GIVEN DATA:

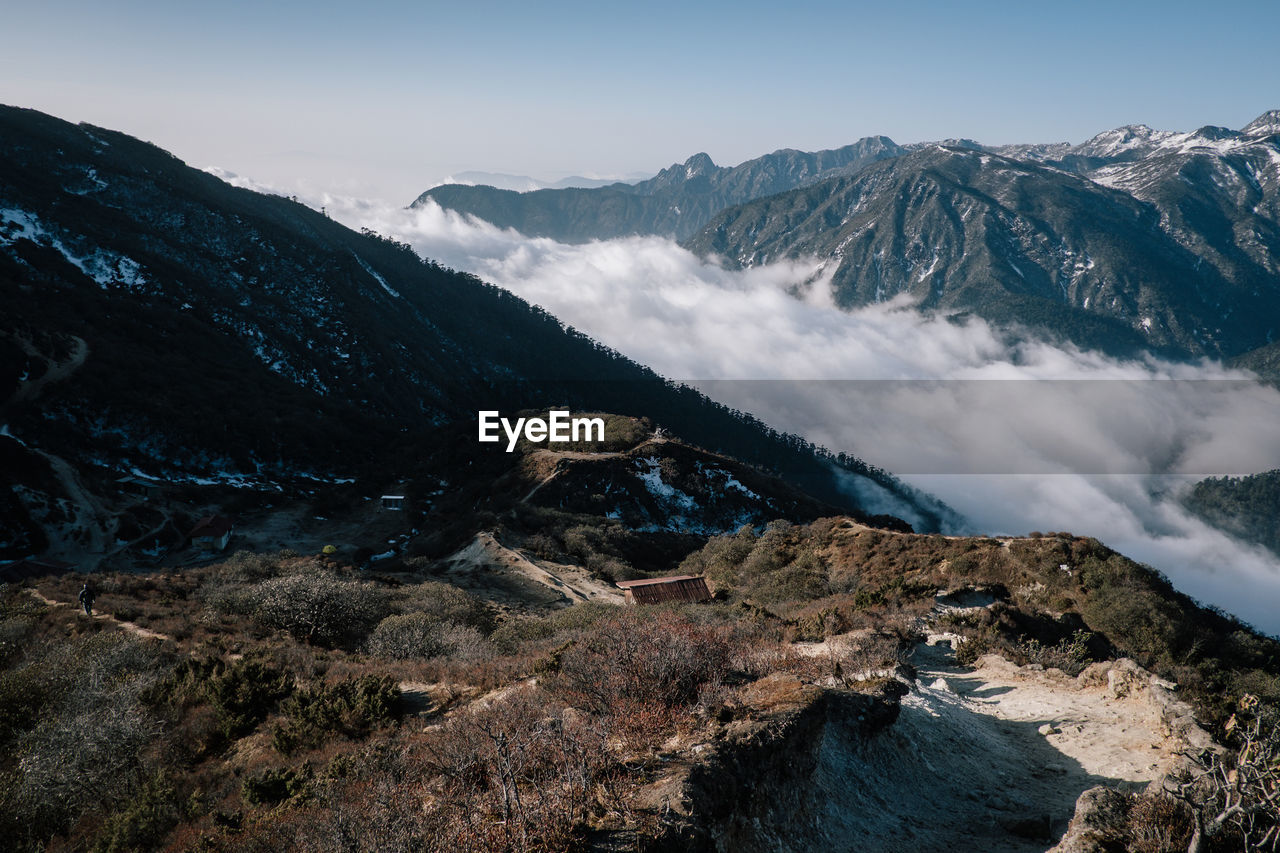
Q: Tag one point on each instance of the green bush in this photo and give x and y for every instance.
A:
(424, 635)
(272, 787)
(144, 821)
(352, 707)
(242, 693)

EXERCISE PROMPT: Copy the items above, swapping "green bush" for "hedge" and keeping everything else the same. Omit the pictures.

EXERCISE SOLUTION:
Q: Tag one point on each instance of the hedge in this photo and give x and y for every instance.
A:
(424, 635)
(272, 787)
(144, 821)
(352, 707)
(242, 693)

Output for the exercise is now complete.